**Tasks and exercises**
1/ Translate this sentence from the forum thread on Bimmerfest coverage into Spanish: "BMW and CCA ignore an event like this at their own peril."
2/ In the entries, swap "marker" for "pin" from the line containing "Expected behaviour: a marker sits on the blue roof" through the last line of the entries. Return only that part, with everything else left unchanged.

**Text extract**
►

Now having said all that, I would still have liked to have seen some article, even a short one covering the event. If something like the 6 series 'Sharkfest" can get an article, I don't see why an event as important on the West Coast out here like the 'fest is should not get one. There was certainly more than antics on the highway and lambo doors going on that weekend. But maybe that was one of the things that is hard for Satch to get a feel for - the event is big enough now, it's almost like being at SEMA - and sometimes it's the outrageous or negative things that leave the biggest impression.

Maybe Satch, you could add some of your own experiences from that weekend to KrisL's proposed article - caravaning down in the Dinan M5, etc.

But I do have to give Satch some credit for at least coming out and taking a look at the event himself. I appreciate the effort and I don't think it's something Satch does every time some event sends him a message and says they should get covered.


----------



## LmtdSlip (May 28, 2003)

Jon said:


> How about this for a 'byline' for Bimmerfest:
> 
> "Quite simply the largest BMW-exclusive enthusiast's gathering ever assembled
> in North America, and perhaps beyond, featuring an all-star cast of the greatest
> ...


Have to agree here.

BMW and CCA ignore an event like this at their own peril.


----------



## MG67 (Aug 19, 2003)

Jon said:


> It's funny, but I was standing talking with Steve Dinan when we pulled
> the now infamous "Lambo Door" car into the showroom. No disrespect
> to Mr. Dinan, but he clearly not impressed with it. I'm sure that his perception
> must have bounced off of (and resonated with) Satch...
> ...


 :thumbup: I signed up for BMWCCA here after talking about BMW's online, going to the Santa Barbara Bimmerfest event and being a BMW Club member in the Netherlands for almost 12 years... I love the events, Chapter 
events and the people on this board... I have a lot of respect for Jon, Alex, Tim and all other organisers...


----------



## bmw325 (Dec 19, 2001)

I tend to agree with everyone that the reasoning Satch gave for not giving covereage to bimmerfest don't really make sense.
-No Story-line
-The same could be said or not said about any number of events including auto shows, chapter gatherings, model specific gatehrings, etc. Any time a large number of BMW enthusiasts come togethre, I'd generally assume Roundel would be interested. And, theres' any number of story lines

-Liability
-It'd be one thing if CCA sponsored bimmerfest. But writing a story about it hardlly opens you up to liability.

-Not affiliated with CCA
-Plenty of other companies, people, and events that aren't affiliated with the CCA are discussed in Roundel

-No one wrote a story
-What about this mysterious KrisL piece that everyone keeps talking about?


And, actually the article on Dubs in the latest issue seems to contradict some of the main reasons that Satch gave for not covering bimmerfest:
-its just a bunch of people putting big wheels on their cars-- where's the story?

◄

**Source data**
►

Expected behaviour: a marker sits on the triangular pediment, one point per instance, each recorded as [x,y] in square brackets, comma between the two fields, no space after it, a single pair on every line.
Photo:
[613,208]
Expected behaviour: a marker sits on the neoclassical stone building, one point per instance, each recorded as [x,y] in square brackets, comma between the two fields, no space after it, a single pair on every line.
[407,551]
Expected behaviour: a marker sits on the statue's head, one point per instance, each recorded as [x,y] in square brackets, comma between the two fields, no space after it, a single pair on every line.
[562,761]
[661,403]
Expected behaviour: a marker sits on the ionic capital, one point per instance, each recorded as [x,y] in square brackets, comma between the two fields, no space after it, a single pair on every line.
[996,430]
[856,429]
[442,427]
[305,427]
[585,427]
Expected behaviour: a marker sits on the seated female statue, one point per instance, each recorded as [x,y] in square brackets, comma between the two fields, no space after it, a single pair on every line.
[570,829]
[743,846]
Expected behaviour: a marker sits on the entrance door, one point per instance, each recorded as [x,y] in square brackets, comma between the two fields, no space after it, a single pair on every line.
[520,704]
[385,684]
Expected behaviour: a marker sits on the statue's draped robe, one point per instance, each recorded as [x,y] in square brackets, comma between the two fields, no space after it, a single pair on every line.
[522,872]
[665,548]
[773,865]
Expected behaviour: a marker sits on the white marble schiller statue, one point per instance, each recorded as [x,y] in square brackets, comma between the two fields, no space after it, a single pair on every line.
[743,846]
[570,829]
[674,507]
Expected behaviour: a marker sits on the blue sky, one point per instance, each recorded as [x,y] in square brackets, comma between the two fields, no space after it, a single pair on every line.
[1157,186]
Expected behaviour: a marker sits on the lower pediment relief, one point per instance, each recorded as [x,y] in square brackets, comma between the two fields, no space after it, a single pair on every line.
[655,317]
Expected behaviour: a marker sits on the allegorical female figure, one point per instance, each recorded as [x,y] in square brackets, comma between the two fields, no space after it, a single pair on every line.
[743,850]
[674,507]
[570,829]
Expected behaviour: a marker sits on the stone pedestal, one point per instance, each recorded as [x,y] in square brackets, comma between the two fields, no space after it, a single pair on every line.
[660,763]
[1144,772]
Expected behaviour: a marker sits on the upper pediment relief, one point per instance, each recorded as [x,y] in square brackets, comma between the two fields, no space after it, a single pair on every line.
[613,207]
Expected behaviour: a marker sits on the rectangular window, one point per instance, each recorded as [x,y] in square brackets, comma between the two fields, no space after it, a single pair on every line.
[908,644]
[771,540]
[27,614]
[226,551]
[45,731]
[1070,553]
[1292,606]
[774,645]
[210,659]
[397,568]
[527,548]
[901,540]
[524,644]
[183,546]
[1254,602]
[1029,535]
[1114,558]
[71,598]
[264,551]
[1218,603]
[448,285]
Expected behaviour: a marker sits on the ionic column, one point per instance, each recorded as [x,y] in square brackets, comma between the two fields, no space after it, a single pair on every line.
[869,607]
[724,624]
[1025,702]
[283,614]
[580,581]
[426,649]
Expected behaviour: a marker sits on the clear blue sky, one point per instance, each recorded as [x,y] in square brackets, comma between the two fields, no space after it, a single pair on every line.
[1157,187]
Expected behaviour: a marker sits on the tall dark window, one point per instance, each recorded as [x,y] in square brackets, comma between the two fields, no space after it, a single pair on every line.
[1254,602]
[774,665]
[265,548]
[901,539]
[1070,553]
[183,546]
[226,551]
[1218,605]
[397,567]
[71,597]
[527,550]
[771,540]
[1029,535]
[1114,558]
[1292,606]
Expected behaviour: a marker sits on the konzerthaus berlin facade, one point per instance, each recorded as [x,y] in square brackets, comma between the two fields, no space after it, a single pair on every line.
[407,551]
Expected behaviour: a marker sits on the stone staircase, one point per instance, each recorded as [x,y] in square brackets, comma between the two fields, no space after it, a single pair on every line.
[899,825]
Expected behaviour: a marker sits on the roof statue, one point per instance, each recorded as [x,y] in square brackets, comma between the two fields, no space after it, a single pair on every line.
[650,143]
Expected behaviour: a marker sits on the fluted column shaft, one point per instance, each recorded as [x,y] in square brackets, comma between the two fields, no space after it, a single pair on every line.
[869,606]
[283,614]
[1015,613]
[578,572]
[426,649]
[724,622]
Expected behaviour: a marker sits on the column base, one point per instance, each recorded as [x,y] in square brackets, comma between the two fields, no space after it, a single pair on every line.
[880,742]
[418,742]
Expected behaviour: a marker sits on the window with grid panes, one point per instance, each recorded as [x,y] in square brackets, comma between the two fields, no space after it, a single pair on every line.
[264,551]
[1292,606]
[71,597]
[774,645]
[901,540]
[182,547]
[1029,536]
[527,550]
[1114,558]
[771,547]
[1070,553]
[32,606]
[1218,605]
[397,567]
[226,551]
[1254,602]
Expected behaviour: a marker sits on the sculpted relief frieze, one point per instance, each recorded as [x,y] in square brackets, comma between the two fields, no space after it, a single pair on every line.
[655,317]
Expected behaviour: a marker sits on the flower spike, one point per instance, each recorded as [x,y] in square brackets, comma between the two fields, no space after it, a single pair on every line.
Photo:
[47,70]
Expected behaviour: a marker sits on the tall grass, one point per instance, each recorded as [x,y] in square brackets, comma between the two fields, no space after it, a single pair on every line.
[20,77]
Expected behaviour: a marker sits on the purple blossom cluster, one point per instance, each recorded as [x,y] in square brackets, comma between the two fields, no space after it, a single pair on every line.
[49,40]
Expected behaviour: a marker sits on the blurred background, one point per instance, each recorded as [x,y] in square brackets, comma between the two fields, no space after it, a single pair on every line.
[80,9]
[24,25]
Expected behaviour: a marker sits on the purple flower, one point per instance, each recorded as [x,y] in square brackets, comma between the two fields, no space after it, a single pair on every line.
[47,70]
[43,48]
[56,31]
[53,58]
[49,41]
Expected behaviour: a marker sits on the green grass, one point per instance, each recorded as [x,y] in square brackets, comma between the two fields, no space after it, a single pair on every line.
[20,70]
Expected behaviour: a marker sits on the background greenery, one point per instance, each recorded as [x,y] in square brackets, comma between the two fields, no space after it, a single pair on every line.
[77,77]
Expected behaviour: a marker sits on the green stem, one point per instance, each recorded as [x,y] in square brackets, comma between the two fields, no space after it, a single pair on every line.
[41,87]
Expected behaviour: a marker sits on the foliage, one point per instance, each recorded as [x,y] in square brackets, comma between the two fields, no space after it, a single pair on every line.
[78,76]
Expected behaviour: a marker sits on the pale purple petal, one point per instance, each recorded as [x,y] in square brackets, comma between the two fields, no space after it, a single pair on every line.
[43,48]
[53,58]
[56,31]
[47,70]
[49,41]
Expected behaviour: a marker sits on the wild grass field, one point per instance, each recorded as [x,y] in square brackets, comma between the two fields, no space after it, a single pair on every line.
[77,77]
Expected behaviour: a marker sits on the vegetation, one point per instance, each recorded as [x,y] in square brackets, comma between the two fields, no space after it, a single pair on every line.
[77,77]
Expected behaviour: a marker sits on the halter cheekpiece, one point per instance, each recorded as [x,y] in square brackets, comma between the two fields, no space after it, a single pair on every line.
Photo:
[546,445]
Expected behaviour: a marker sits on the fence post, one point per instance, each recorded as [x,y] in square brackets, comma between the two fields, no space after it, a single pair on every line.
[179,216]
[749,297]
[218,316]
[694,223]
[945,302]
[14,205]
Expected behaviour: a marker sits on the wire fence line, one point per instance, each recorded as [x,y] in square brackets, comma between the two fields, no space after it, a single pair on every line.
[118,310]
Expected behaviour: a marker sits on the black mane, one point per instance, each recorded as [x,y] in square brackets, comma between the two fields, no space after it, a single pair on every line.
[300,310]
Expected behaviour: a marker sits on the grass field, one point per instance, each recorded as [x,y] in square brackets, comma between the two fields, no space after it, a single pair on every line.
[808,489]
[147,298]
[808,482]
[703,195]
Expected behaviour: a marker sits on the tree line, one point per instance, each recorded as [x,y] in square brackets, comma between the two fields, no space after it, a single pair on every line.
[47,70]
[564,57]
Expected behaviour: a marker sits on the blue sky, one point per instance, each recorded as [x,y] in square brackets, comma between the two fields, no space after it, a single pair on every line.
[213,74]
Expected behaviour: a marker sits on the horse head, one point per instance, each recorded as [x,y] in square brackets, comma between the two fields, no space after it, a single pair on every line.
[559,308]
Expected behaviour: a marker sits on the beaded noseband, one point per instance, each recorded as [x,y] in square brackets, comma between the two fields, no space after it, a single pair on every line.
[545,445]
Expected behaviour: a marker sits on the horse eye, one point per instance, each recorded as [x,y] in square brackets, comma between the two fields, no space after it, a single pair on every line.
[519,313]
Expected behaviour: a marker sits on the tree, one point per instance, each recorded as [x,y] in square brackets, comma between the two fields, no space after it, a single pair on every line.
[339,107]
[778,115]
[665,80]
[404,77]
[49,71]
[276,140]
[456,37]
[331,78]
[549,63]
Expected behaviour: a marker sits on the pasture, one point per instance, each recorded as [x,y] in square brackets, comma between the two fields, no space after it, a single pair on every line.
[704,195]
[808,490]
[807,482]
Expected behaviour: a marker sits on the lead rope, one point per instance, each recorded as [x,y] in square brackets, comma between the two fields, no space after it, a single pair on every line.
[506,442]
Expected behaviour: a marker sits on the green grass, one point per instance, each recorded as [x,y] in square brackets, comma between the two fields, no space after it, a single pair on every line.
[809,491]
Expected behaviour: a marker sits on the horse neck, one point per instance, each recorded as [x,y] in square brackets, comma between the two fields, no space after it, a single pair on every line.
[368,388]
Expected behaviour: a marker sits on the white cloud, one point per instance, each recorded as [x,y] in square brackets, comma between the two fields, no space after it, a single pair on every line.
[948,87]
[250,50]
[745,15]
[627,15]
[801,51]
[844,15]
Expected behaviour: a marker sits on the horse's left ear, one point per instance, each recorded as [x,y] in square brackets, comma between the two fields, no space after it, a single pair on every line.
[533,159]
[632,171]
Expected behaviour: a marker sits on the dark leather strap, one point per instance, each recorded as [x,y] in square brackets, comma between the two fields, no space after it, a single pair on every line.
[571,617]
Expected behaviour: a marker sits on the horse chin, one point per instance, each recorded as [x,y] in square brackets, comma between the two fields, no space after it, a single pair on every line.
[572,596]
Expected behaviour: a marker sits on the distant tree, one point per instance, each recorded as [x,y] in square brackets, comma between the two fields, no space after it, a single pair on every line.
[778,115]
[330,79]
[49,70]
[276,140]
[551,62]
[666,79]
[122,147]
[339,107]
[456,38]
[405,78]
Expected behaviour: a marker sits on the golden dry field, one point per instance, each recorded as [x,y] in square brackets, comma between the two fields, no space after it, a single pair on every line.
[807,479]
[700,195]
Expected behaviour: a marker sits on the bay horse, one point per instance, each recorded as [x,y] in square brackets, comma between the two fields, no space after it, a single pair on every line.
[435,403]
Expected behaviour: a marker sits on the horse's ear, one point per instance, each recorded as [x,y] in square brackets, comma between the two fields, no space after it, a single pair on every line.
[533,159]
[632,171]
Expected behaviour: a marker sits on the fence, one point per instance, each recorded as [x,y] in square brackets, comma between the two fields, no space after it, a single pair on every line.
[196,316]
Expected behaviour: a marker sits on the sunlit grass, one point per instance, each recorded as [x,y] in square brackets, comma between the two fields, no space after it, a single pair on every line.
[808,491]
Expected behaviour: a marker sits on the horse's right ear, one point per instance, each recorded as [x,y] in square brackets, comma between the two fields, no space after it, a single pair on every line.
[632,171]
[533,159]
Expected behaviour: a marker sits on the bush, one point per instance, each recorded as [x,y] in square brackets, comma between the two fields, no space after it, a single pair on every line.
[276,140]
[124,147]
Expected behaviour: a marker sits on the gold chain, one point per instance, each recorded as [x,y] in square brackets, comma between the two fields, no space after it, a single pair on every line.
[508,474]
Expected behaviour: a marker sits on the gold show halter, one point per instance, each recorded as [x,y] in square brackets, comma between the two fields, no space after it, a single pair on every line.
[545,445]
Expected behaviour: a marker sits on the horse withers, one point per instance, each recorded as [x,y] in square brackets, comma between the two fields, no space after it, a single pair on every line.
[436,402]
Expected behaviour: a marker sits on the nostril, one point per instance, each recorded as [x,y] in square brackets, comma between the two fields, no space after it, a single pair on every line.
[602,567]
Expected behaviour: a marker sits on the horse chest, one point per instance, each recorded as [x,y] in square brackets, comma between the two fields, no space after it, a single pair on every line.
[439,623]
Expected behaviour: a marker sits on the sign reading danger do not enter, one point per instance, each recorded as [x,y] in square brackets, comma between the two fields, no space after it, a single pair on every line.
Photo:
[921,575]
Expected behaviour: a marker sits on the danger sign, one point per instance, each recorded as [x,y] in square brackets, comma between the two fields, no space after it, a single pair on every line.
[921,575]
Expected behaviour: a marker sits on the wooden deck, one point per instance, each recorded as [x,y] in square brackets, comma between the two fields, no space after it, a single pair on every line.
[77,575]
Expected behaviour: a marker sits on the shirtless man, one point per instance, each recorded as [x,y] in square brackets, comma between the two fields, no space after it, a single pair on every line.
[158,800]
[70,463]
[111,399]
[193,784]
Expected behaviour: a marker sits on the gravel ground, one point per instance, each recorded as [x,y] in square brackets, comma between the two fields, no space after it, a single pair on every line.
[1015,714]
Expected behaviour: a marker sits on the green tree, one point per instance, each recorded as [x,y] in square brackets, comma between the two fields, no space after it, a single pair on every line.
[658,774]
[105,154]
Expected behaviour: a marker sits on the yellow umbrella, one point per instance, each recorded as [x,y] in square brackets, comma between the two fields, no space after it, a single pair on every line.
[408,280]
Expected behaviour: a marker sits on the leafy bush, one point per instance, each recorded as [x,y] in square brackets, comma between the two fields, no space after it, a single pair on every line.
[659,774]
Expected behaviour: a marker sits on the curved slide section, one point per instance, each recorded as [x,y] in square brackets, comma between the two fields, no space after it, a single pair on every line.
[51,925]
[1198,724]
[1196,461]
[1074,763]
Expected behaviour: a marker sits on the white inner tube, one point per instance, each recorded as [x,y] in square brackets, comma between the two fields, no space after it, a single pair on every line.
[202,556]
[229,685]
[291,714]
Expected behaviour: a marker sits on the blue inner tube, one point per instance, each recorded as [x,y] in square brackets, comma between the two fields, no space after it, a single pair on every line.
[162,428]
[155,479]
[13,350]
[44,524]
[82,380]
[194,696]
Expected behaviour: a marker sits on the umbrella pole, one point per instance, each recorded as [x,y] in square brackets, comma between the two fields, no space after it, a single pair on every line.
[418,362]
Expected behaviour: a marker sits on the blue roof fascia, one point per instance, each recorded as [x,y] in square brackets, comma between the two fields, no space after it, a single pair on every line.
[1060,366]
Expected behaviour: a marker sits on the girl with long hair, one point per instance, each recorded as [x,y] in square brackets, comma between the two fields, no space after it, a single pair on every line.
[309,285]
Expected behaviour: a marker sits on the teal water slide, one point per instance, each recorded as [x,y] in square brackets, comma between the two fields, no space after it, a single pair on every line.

◄

**Solutions by task**
1/ BMW y el CCA ignoran un evento como este por su cuenta y riesgo.

2/
Expected behaviour: a pin sits on the blue roof fascia, one point per instance, each recorded as [x,y] in square brackets, comma between the two fields, no space after it, a single pair on every line.
[1060,366]
Expected behaviour: a pin sits on the girl with long hair, one point per instance, each recorded as [x,y] in square brackets, comma between the two fields, no space after it, a single pair on every line.
[309,285]
Expected behaviour: a pin sits on the teal water slide, one point per instance, each recorded as [x,y] in square brackets, comma between the two fields, no space after it, a single pair on every line.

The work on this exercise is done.